• Trecho selecionado:
———

O último é o que envolve realizar o pedido de Agrippa. Daniel pega a cabeça decomposta, a coloca no portal, evitando o uso pelo Alexander. Ele é novamente consumido, mas também Daniel. Mas ao invés de terminar com uma imagem escura e Daniel ouvindo os lamentos de suas vítimas, ele vê algumas luzes com a voz de Agrippa o assegurando que tudo ficaria bem. Dando margem para múltiplas interpretações, além de espaço para uma continuação.


É uma trama sombria, que mostra a crueldade humana, mostrando o quanto o nosso desejo de auto preservação pode levar as coisas mais perversas.


Geralmente esse tipo de mensagem me desagrada, porque é bastante normal tentarem explorar essa ideia de forma pretensioso, indo até o ponto de dizer "humano mal" várias vezes como se isso fosse profundo. Aqui não, ele dá seu tempo pra convencer que um estudioso como o Daniel, pelo medo de uma força que ele não entendia, poderia cometer tamanhas atrocidades.


O fato dos diálogos não parecerem sair de um fanfic edgy também ajuda.

———

• Bloco de dados:

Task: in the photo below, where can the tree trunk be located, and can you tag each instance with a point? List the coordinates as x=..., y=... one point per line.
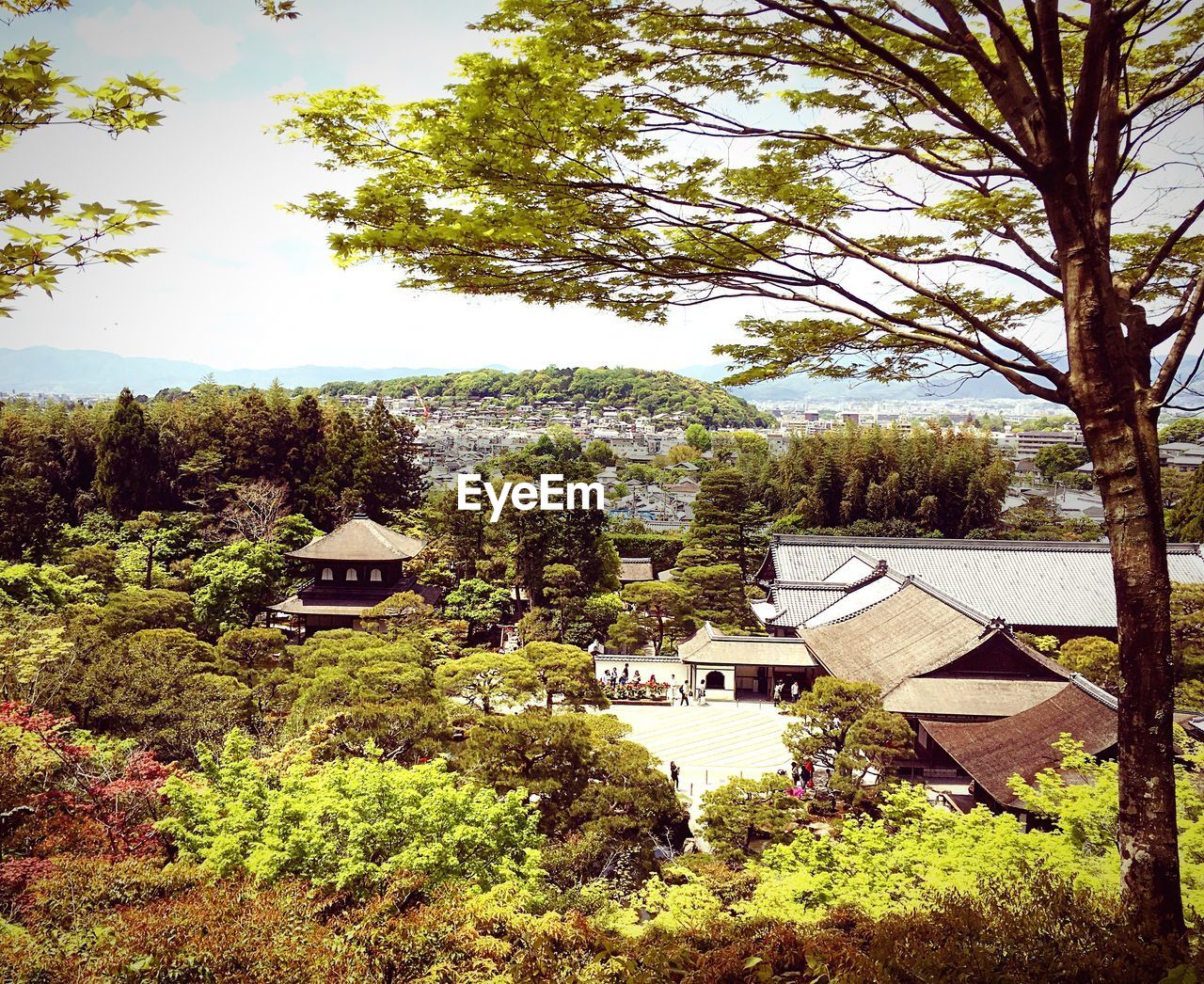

———

• O que se pede:
**1.** No trecho sobre o desfecho com Daniel e Agrippa, onde Daniel coloca a cabeça decomposta?
**2.** Traduza para o inglês a frase "O fato dos diálogos não parecerem sair de um fanfic edgy também ajuda.", do trecho sobre Daniel e Agrippa.
**3.** Transcreva do trecho sobre Daniel e Agrippa a parte que começa com as palavras "Geralmente esse tipo" e termina em "edgy também ajuda.".

• Respostas às tarefas:
**1.** No portal.

**2.** The fact that the dialogue doesn't seem to come out of an edgy fanfic also helps.

**3.**
Geralmente esse tipo de mensagem me desagrada, porque é bastante normal tentarem explorar essa ideia de forma pretensioso, indo até o ponto de dizer "humano mal" várias vezes como se isso fosse profundo. Aqui não, ele dá seu tempo pra convencer que um estudioso como o Daniel, pelo medo de uma força que ele não entendia, poderia cometer tamanhas atrocidades.


O fato dos diálogos não parecerem sair de um fanfic edgy também ajuda.